---- INFORMATION PROVIDED

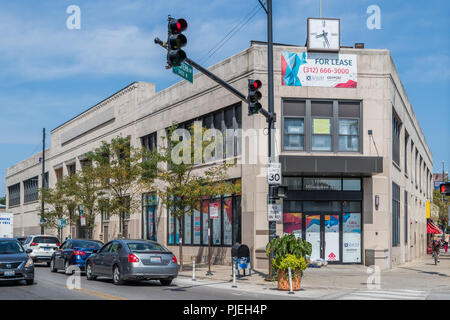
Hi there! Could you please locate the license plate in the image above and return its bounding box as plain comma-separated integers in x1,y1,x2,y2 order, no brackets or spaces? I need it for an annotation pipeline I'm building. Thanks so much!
150,257,161,263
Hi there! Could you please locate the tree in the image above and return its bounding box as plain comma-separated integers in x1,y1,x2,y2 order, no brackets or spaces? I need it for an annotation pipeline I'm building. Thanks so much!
149,124,240,271
87,136,151,237
433,190,450,225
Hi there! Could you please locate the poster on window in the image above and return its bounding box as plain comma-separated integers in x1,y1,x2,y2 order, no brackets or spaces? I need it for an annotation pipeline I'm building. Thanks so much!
342,213,361,263
223,198,233,245
194,208,201,244
283,212,302,239
281,51,358,88
324,215,340,261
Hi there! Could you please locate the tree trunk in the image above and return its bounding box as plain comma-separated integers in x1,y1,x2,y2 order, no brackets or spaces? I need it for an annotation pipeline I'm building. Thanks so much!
178,217,183,271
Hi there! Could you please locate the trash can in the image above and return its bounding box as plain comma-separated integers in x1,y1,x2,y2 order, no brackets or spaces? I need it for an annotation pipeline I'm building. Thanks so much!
231,243,252,277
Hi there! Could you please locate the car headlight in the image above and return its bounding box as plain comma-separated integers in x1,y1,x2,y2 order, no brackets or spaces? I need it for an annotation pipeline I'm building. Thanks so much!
25,258,33,268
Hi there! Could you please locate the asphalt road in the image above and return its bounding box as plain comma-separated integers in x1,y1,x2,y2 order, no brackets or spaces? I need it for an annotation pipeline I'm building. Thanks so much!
0,265,296,301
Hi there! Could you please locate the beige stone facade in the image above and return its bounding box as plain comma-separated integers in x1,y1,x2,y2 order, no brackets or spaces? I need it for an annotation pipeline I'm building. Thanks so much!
6,43,433,268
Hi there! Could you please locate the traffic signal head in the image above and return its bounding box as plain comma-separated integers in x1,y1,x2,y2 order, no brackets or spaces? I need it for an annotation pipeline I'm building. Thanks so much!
167,18,187,67
247,79,262,115
439,182,450,196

--------

WHAT YOU SHOULD DO:
Output every line of the listing above as a JSON array of strings, one string per line, with blank lines and the pictures left out.

SOLUTION:
[
  "Hi there! Could you please locate the license plate in the image above and return its bounding box as plain comma-separated integers in x1,y1,x2,y2 order, no brackets or spaces? I need it for an annotation pipeline I'm building. Thanks so much!",
  "150,257,161,263",
  "Hi there! Could you please locate the tree in the image above and return its bounding box as plain comma-separated integers in x1,y1,x2,y2 order, no brackets or spaces? I need it for an annotation pipeline I'm building. Thanks so much!",
  "149,124,240,271",
  "87,136,151,237",
  "433,190,450,225",
  "Hi there! Could you please locate the poster on window in the image above and return its bounding box as plain comma-separated integers in x1,y1,x2,y2 order, no brackets or spaces? I need it for an annotation pipeline I'm building. Thanks so much!",
  "342,213,361,263",
  "223,198,233,245",
  "194,208,201,244",
  "283,212,302,239",
  "281,51,358,88",
  "324,215,340,261",
  "Hi there! Could you please locate the tree trunk in the image above and return its bounding box as plain comma-separated integers in x1,y1,x2,y2 order, no brackets or spaces? I need it for an annotation pipeline I'm building. Thanks so much!",
  "178,217,183,271",
  "Hi there! Could you please locate the trash can in the image above and return its bounding box as plain comma-separated integers in x1,y1,x2,y2 order, no brackets or spaces? I need it for an annotation pipeline I'm building. Thanks so much!",
  "231,243,252,277",
  "Hi there! Could you please locate the car headlight in the image above and return its bounding box as plain comma-separated integers in x1,y1,x2,y2 order, no brackets or spaces? I need it for an annotation pipeline I'm building. Thanks so much!",
  "25,258,33,268",
  "Hi there! Could you please locate the asphalt road in the image above and return its bounding box as plain comma-separated integers in x1,y1,x2,y2 order, no brackets or spaces? I need it for an annotation pipeline I'm building. Thanks so much!",
  "0,265,296,301",
  "Hi there! Could you please locate the beige stone facade in the image above and return its bounding box as plain comma-separated integers in x1,y1,x2,y2 order, no brackets or spaces? I need it for an annotation pipeline I'm building. Thanks so much!",
  "6,43,433,268",
  "Hi there! Could you please locate the traffic signal head in the image above and return its bounding box as plain comma-separated integers in x1,y1,x2,y2 order, no brackets or spaces? I need it for an annotation pipeline I'm building. Thanks so much!",
  "167,18,187,67",
  "247,79,262,115",
  "439,182,450,196"
]